• _PROBLEM DESCRIPTION_: Print all the records exactly as they stand.
─── SUPPLIED ENTRIES ───
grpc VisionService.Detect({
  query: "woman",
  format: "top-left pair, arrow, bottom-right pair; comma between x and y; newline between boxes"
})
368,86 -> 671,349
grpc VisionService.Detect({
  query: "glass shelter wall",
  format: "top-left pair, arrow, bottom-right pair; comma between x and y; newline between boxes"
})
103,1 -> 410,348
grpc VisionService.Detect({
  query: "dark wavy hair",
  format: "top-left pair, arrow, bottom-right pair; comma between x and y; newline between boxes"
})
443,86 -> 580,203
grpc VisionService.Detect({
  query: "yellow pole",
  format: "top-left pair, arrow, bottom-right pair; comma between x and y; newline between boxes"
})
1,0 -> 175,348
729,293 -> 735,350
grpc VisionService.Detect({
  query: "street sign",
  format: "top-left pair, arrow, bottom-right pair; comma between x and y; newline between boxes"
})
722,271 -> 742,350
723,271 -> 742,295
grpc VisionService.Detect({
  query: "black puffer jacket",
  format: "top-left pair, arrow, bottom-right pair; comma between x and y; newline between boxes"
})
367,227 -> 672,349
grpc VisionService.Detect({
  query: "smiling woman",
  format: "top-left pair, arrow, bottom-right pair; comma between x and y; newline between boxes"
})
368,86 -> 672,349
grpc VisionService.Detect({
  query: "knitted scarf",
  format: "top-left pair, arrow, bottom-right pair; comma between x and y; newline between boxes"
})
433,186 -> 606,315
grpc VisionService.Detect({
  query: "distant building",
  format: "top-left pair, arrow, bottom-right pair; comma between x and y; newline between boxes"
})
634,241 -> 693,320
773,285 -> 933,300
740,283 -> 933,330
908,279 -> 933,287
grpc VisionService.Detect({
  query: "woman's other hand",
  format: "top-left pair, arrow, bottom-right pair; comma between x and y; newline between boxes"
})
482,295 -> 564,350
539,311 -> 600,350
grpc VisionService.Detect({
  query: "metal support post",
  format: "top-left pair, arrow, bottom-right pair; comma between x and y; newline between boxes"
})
───
• _ANSWER BOX_:
grpc VisionService.Detect({
  query: "woman",
  format: "top-left pair, arrow, bottom-right pair; comma between x and y; newline between boxes"
})
368,86 -> 671,349
grpc VisionService.Detect({
  query: "glass shelter wall",
  format: "top-left pair, arrow, bottom-right pair; comma between x and y; newline between boxes"
})
103,1 -> 410,348
grpc VisionService.Detect({
  query: "dark wavy hair",
  format: "top-left pair, arrow, bottom-right pair; comma between x and y; newline between boxes"
})
443,86 -> 580,203
grpc VisionService.Detect({
  query: "yellow pole",
  format: "top-left pair, arrow, bottom-right pair; comma between x and y; newline between boxes"
})
1,0 -> 175,348
729,293 -> 735,350
grpc VisionService.Detect({
  query: "street sign",
  format: "top-left pair, arrow, bottom-right pair; comma between x and y; newline between boxes"
})
722,271 -> 742,350
723,271 -> 742,295
grpc VisionService.Detect({
  query: "black puffer jacket",
  format: "top-left pair, arrow, bottom-right pair; comma between x and y; newline between boxes"
})
367,227 -> 672,349
grpc VisionService.Detect({
  query: "smiling woman",
  format: "top-left pair, arrow, bottom-right pair; comma between x and y; newline between boxes"
})
368,86 -> 672,349
grpc VisionService.Detect({
  query: "knitted scarf",
  format: "top-left pair, arrow, bottom-right pair; comma between x and y; newline between boxes"
})
433,186 -> 606,315
grpc VisionService.Detect({
  query: "distant building",
  format: "top-left pair, arrow, bottom-right pair; comma between x and y; newline between boxes"
})
634,241 -> 693,320
773,285 -> 933,300
740,283 -> 933,330
908,279 -> 933,287
grpc VisionService.Detect({
  query: "woman's other hand",
  format: "top-left pair, arrow, bottom-right pair; comma between x and y; newline between boxes"
})
482,295 -> 564,350
539,311 -> 600,350
grpc VisionService.Detect({
  query: "metal support post",
  format: "top-left pair, arrow, bottom-right pair; comma between x and y; newline between boxes"
})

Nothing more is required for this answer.